=== Assigned task ===
In the "Monkey Brain" post below, what animal does the boy in the repeated dream turn into?

=== Extract provided ===
* * * *
Monkey Brain

If monkeys have taught us anything it’s that you’ve got to learn how to love before you learn how to live.
~Harry F. Harlow,
This Week, March 3,1961

This quote is very true, and is far more relevant to my life than I would even begin to be able to explain on a public forum such as this.

To make a long story short, I experience a great deal of daily struggle with my emotions (or lack thereof), my relations with others, and my ability to empathize, not only with other humans but with other creatures. I don’t consider the latter as much of a bad thing necessarily. I was never much of an “animal lover” or “animal person”. I am largely ambivalent about such things. But that does not seem to stop the imagery and symbology from seeping into my subconscious and into my own past history.

Most vividly what comes to mind when relating this is a repeated dream where I am walking down a long and sterile hallway, like one you would find in a medical laboratory or hospital. Ahead of me is a boy who I perceive to be my younger self. When I catch sight of this boy, I begin to chase him as he turns to walk away from me. By the time I catch up with him, he has transformed into a macaque, but that doesn’t stop me from grabbing him up in my arms. I find this last part to be alarming, as I happen to be a rather severe germophobe, and monkeys aren’t renown for their cleanliness (in fact, they actually harbor more diseases deadly to humans than rats do). As the boy-turned-monkey wraps his arms around me, he disappears into me, as if I am absorbing him. By the end of this dream I am fully cognizant of the fact that the monkey-boy and I are the same person, that I seem to be actively seeking out a part of myself and, in this particular case, succeeded in seizing hold of it.
* * * *
=== Information shown ===

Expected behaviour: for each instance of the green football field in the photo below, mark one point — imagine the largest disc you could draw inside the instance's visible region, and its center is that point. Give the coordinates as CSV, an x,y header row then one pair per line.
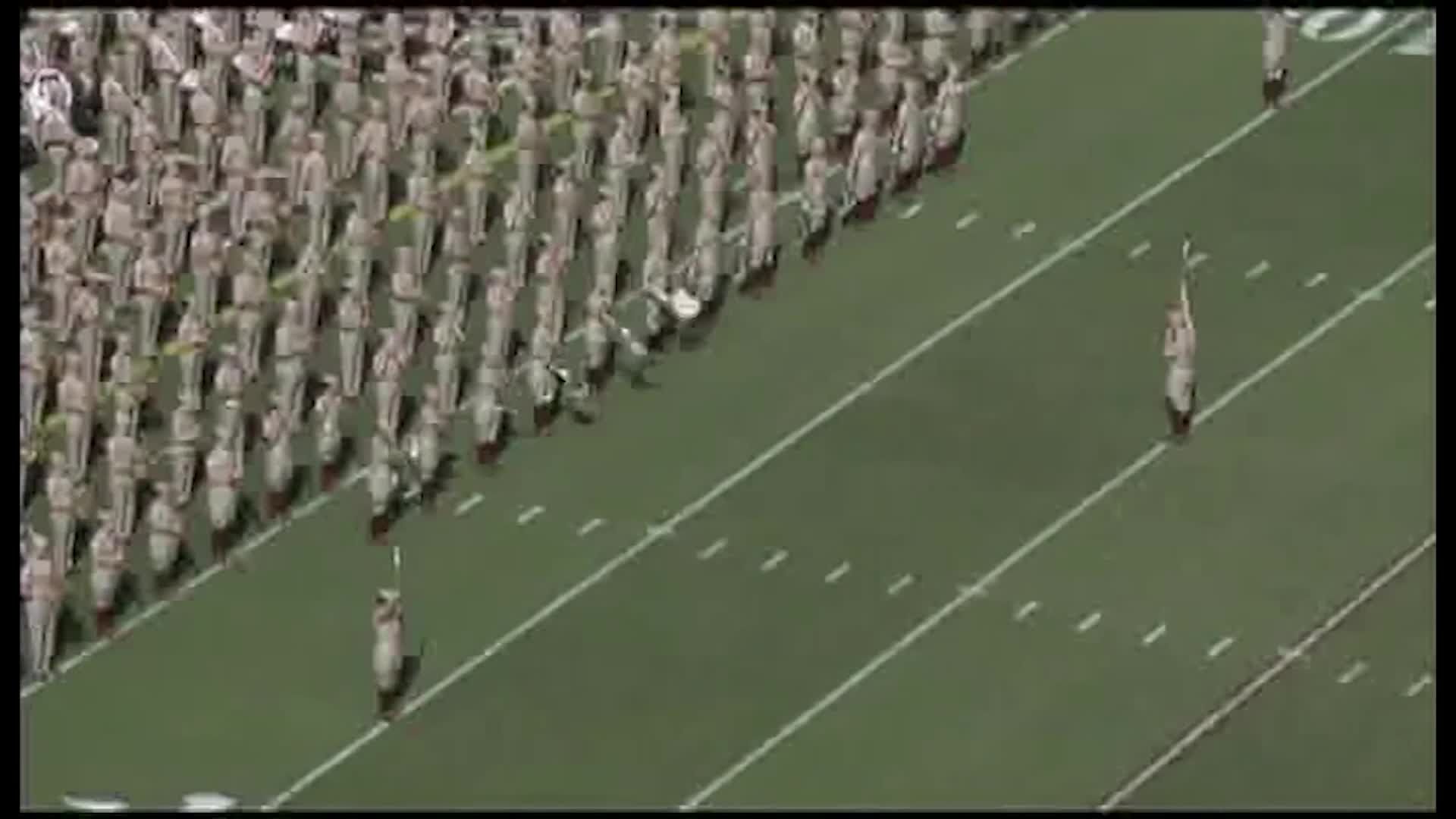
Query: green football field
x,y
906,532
* * * *
=== Your solution ===
A macaque.